* **Short problem 1**: Please count the lines in the records that contain the string "detect" and give only that number.

* **Quoted passage**:
.....
Headcount was reduced significantly during the period under review from 232 to 177. A further reduction of 15 has been made following the half year end. Additional reductions in headcount will be implemented before 30 April 2009, although this will involve redundancy costs.
In July 2008, we reported that monthly overheads (fixed costs plus employee related costs) had been reduced from £850,000 to £715,000. These were reduced further in the period under review to £580,000. We expect our ongoing cost reduction programme to reduce this to approximately £550,000 per month from March 2009 onwards.
Elimination of Bank Overdraft and Letter of Credit Facility
We enjoyed support from our bankers up to the summer of last year when our total obligations to HSBC reached £3.5 million. The management team, however, believed that it would be prudent to eliminate the Group's dependency on bank debt, given the increasing unreliability of bank support.
Accordingly, the Board agreed a phased strategy to eliminate our borrowing facilities, specifically overdraft and letter of credit arrangements. This was achieved by 31 December 2008. Our interest payments for these facilities were, accordingly, halved in the period under review and will be eliminated in future.
Inventory Reduction
The elimination of these facilities introduced additional disciplines on day to day operations and, more importantly, focused attention on working capital control - in particular the reduction of inventories, which we recognised had been too high for too long. The initiative to realise inventory has been particularly successful. The Group's balance sheet at 31 October 2008 reflects this and, since the half year end, inventory has been reduced still further.
.....
* **Short problem 2**:
Answer these questions from the cost-reduction passage:
(a) To what figure was headcount reduced during the period under review?
(b) What amount did total obligations to HSBC reach?
(c) By what date were the borrowing facilities eliminated?

* **Data supplied**:
.....
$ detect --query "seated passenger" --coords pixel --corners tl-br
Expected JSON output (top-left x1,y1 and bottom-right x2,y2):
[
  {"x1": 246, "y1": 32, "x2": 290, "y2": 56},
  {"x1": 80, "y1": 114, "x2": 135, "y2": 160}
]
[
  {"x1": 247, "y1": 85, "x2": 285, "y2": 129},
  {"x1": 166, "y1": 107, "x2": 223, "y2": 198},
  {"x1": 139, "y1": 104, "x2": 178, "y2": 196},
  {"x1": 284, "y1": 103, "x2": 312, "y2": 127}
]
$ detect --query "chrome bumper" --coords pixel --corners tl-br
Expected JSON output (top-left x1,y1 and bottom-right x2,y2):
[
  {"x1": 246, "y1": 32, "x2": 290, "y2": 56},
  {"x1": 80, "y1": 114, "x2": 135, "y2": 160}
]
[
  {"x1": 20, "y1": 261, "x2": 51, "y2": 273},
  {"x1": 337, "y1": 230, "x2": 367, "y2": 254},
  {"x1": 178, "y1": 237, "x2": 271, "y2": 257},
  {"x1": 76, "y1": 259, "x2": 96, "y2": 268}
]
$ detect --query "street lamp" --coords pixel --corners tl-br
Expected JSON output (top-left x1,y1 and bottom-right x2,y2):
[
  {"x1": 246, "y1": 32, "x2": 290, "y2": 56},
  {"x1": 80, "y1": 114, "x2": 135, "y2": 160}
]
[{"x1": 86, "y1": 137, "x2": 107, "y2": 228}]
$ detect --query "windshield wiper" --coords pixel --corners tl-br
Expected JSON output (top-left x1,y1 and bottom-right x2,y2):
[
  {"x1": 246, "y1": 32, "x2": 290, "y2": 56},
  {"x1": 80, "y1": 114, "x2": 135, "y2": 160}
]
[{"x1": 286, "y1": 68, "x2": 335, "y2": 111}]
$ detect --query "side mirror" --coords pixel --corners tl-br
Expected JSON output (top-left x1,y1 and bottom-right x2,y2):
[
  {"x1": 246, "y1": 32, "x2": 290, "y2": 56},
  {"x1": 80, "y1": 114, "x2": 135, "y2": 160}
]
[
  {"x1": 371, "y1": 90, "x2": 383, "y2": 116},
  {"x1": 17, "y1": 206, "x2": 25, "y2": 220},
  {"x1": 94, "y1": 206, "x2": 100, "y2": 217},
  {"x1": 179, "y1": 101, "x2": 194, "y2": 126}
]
.....
* **Full response 1**: 5

* **Full response 2**:
(a) 177
(b) £3.5 million
(c) 31 December 2008